In the article below about the former Willamette Industries mill site, what unpaid debt led to the county's foreclosure on the property?

### Text section
::::

Linn County will put the former Willamette Industries mill site up for public auction, it was decided Tuesday morning at a meeting of the Linn County Board of Commissioners.
Commissioners Roger Nyquist and John Lindsey agreed to the decision. Commissioner Will Tucker was not present.
The county has owned the 172-acre property since the end of 2010. It was foreclosed upon in lieu of some $500,000 in unpaid back taxes. Another 250 acres — known as the Knife River property — has already been deeded over to the city of Sweet Home.
County facilities manager Russ Williams told the commissioners he's been working with the city of Sweet Home concerning zoning and possible lot partitions. He added that he is also developing possible pricing levels upon which a minimum bid could be established.
Because the property was gained through tax foreclosure, it must first be offered at auction. If an acceptable bid is not received, the county will then have the option to accept private offers and may also sell the property in three pieces: a large industrial parcel and two smaller parcels.
Nyquist said he would like to proceed as quickly as possible with moving the property into private hands while the housing market's still hot. But, he said, developers may also have to consider a $3- to $7 million environmental clean-up bill in their auction bidding process. After the meeting, he estimated the county would need to get at least $1 million to break even on the amount of back taxes, plus staff time and projects on the site to break even for county taxpayers.
Williams said he's researching ways of reducing that to $1 million and is working with former owner Weyerhaeuser on other options.
“This is kind of like eating an elephant,” he said. “You take one bite at a time.”
Williams hopes to bring four possible pricing plans to the commissioners.
“We want to be careful that we don’t set the price so low that the buyer gets back into a tax foreclosure process,” he said.
“Yes,’ Nyquist replied. “We want this back on the tax rolls.”
Since its acquisition, the property has been the subject of a $1 million clean-up of asbestos materials by the Environmental Protection Agency. It also suffered a major fire and has posed an attractive nuisance for squatters and trespassers.
Last year, a long-term environmental assessment was completed. In September, community members were told that despite contamination issues, there does not appear to be any ticking time bombs. The potential additional cancer risk at the site was deemed minimal, perhaps one additional case in 1 million. Contaminants appear to be stable and have not affected the South Santiam River.
The Willamette Industries (Weyerhaeuser) and Morse Bros. properties were acquired by Western States Land Reliance Trust over several years. Originally, the trust planned to create a large subdivision of high-end homes. Those plans were later changed to more modest homes, but none ever were built.

::::

### Dataset entries
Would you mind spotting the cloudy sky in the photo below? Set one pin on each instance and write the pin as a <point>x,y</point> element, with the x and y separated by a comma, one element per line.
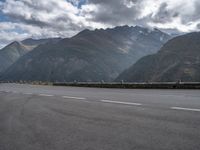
<point>20,19</point>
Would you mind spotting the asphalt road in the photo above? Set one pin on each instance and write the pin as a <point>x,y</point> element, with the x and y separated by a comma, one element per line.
<point>70,118</point>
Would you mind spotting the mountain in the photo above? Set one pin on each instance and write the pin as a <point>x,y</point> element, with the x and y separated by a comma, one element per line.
<point>178,59</point>
<point>13,51</point>
<point>88,56</point>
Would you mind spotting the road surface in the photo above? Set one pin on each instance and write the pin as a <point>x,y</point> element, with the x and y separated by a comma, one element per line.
<point>36,117</point>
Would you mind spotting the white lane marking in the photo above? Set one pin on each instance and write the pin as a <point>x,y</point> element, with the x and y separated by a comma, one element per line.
<point>119,102</point>
<point>79,98</point>
<point>186,109</point>
<point>47,95</point>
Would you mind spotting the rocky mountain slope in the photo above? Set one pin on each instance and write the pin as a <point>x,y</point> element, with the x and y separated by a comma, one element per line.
<point>89,56</point>
<point>12,52</point>
<point>178,59</point>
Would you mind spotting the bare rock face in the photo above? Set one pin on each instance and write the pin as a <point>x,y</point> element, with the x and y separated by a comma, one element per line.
<point>178,59</point>
<point>88,56</point>
<point>12,52</point>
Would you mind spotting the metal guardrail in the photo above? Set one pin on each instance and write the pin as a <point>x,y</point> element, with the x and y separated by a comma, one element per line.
<point>130,85</point>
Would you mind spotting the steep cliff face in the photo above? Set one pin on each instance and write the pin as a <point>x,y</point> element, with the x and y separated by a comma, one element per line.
<point>178,59</point>
<point>88,56</point>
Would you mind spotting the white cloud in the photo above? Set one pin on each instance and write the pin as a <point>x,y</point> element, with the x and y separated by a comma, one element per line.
<point>53,18</point>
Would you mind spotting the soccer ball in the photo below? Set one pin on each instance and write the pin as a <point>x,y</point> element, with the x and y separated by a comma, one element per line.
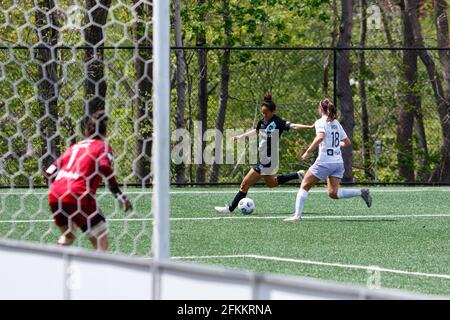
<point>246,206</point>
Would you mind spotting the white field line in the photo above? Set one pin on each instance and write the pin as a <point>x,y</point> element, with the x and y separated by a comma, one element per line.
<point>401,216</point>
<point>31,192</point>
<point>319,263</point>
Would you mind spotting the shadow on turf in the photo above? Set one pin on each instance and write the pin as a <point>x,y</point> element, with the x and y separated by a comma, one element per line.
<point>352,220</point>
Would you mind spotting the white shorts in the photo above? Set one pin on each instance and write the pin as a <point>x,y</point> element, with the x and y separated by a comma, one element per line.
<point>324,170</point>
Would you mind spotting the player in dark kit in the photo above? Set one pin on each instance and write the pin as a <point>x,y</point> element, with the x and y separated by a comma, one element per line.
<point>270,127</point>
<point>75,177</point>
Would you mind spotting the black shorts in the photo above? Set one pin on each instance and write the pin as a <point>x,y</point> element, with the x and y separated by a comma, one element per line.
<point>265,169</point>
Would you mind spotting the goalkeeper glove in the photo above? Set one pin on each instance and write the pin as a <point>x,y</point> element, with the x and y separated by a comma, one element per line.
<point>124,201</point>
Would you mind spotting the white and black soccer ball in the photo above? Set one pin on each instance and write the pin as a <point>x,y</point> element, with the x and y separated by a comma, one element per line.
<point>246,206</point>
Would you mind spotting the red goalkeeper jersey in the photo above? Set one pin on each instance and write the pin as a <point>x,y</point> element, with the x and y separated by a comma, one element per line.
<point>80,171</point>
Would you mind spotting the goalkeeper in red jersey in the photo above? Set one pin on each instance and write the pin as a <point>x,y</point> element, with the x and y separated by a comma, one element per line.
<point>75,177</point>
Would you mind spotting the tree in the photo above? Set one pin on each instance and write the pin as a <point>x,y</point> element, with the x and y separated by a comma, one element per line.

::::

### Reply to the exercise
About $500,000 in unpaid back taxes.